**Challenge**
Pull out every line of the entries below that contains the word "wooden". Case counts, so a line matches only if the capitalization is the same.

====

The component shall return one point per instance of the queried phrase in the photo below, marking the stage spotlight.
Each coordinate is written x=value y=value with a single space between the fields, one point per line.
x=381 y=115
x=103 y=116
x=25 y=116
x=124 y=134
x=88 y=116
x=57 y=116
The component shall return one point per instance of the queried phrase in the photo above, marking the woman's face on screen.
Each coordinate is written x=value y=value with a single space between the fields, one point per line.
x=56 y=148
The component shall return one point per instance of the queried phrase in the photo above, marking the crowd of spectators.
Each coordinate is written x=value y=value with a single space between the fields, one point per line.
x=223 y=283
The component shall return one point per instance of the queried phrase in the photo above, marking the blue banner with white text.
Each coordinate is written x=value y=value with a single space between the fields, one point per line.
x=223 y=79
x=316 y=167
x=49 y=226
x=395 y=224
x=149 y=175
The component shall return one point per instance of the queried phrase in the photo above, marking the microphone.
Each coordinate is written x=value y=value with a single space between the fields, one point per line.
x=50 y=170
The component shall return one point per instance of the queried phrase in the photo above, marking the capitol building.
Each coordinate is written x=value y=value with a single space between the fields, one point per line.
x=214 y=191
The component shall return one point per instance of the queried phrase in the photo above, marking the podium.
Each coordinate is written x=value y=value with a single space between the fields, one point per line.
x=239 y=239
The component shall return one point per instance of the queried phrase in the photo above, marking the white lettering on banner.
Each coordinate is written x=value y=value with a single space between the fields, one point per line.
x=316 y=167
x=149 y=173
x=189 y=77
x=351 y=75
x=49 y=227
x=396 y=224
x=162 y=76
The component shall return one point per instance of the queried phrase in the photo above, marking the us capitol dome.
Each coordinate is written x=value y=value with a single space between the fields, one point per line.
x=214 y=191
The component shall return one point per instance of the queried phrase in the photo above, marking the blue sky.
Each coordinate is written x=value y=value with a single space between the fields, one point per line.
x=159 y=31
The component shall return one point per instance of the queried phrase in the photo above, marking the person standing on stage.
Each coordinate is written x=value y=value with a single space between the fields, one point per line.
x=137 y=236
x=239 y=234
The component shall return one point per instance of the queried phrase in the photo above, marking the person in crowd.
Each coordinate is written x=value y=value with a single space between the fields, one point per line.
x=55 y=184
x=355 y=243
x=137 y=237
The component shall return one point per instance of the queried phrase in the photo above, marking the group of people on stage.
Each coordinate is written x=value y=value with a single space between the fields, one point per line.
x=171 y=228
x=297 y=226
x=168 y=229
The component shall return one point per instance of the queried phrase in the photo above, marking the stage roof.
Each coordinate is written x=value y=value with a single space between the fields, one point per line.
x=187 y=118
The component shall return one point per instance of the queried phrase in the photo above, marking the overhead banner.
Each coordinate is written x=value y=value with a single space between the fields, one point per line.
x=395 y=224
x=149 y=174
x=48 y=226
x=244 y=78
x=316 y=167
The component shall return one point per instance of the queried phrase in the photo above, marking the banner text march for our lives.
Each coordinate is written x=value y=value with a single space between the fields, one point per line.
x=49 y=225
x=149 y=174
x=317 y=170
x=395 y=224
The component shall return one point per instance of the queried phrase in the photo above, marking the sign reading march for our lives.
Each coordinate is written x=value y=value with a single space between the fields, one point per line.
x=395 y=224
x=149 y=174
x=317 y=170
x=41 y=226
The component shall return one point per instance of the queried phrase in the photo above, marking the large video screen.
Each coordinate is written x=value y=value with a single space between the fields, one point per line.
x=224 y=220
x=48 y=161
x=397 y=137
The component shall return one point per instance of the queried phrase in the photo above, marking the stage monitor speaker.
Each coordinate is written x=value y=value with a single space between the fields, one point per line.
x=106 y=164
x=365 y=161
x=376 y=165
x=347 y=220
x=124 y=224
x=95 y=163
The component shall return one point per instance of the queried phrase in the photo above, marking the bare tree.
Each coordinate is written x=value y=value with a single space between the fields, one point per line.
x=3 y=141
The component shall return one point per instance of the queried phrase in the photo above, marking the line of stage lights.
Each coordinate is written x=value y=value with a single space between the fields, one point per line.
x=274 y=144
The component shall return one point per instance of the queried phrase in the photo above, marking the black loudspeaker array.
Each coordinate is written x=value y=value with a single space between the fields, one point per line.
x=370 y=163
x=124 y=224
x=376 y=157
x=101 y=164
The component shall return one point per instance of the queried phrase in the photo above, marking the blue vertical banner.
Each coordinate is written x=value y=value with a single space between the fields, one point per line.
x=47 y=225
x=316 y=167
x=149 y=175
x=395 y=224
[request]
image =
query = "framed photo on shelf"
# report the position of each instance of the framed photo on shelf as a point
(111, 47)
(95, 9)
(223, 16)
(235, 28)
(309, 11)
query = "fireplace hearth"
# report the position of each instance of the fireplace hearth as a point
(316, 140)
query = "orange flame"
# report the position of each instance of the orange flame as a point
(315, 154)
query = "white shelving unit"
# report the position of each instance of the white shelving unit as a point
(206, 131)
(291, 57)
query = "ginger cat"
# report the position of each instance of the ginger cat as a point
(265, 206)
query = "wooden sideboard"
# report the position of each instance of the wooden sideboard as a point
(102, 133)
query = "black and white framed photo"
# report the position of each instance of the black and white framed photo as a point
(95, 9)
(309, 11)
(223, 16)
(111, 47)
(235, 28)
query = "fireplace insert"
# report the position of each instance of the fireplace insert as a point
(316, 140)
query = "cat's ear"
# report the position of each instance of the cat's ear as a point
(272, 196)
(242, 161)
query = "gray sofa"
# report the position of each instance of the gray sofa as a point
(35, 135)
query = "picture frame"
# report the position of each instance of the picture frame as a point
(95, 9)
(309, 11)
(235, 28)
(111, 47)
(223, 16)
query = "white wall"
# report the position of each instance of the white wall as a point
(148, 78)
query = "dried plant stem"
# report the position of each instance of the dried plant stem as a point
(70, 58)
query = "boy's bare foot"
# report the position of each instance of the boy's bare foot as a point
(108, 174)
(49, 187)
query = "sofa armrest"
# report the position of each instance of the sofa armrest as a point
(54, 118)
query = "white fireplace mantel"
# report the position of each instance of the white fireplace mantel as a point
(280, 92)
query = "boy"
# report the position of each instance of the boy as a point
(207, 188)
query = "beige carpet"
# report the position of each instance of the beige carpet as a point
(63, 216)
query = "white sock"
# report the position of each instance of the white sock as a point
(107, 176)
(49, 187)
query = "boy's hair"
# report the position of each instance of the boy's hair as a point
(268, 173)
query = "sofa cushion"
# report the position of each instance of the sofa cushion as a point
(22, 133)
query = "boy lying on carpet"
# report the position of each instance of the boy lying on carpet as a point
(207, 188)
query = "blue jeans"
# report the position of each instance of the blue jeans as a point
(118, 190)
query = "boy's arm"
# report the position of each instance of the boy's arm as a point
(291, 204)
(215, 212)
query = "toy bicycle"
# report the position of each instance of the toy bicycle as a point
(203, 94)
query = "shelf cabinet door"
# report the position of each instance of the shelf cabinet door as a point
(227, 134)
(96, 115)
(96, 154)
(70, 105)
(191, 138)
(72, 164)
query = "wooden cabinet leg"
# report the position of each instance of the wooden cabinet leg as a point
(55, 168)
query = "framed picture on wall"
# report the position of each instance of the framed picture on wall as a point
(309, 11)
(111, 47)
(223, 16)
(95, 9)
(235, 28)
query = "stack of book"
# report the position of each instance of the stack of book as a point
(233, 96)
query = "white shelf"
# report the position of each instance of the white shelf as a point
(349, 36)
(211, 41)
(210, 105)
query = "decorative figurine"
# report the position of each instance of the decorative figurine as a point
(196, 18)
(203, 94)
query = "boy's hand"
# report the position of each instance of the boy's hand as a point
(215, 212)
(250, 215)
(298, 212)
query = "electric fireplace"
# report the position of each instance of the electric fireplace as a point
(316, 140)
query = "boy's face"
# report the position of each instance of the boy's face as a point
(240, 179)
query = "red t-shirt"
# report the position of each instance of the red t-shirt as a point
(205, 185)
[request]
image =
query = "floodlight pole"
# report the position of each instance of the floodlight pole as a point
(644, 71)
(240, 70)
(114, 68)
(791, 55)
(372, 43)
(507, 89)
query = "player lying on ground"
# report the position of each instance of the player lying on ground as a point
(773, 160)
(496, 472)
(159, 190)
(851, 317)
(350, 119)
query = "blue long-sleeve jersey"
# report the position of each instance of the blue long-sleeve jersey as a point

====

**Exercise output**
query = "wooden sideboard"
# report the position of each instance of the wooden sideboard as a point
query = "wooden cabinet leg"
# report the position of each instance of the wooden cabinet leg as a point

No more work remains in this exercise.